→ **Goal of the exercise**
Of the material below, only the lines from the line containing "Target: dark shadow on water" down to the line containing "Target: grassy clearing" belong in the answer, written out exactly.

→ **Stored data**
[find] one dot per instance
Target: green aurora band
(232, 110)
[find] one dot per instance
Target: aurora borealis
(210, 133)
* * *
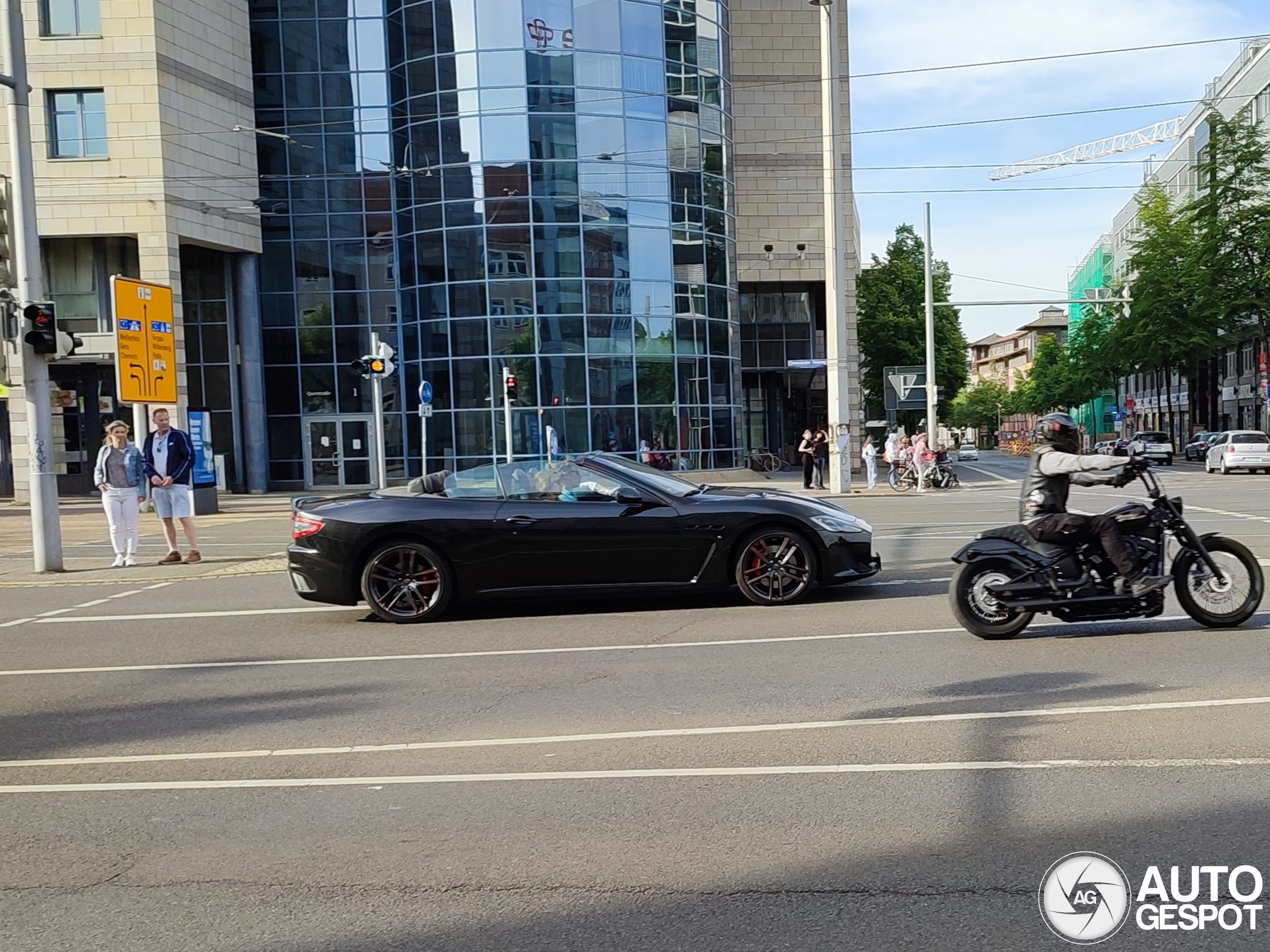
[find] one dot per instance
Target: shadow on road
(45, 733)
==
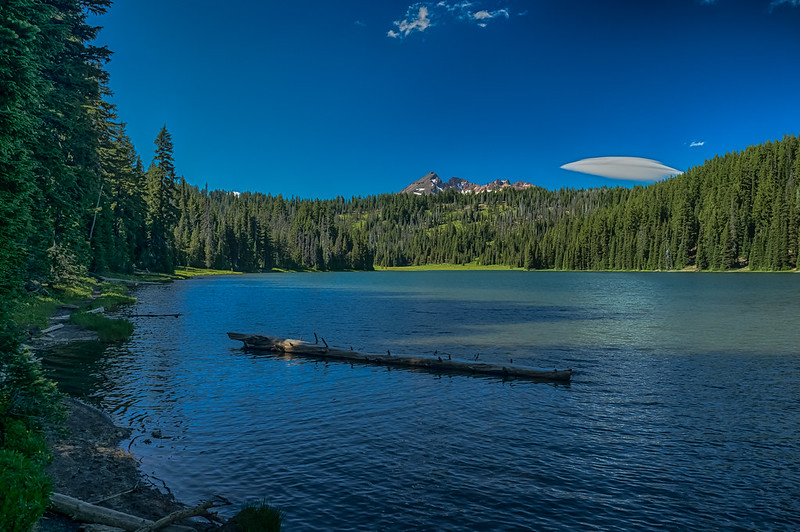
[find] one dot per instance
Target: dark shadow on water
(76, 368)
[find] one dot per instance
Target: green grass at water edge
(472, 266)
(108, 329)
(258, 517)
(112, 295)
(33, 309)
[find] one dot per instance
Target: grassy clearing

→ **Completed exercise**
Target: dark shadow on water
(76, 368)
[find] one dot per instance
Target: green grass at water edge
(472, 266)
(108, 329)
(258, 517)
(112, 295)
(33, 309)
[find] one dot per instance
Target: grassy clearing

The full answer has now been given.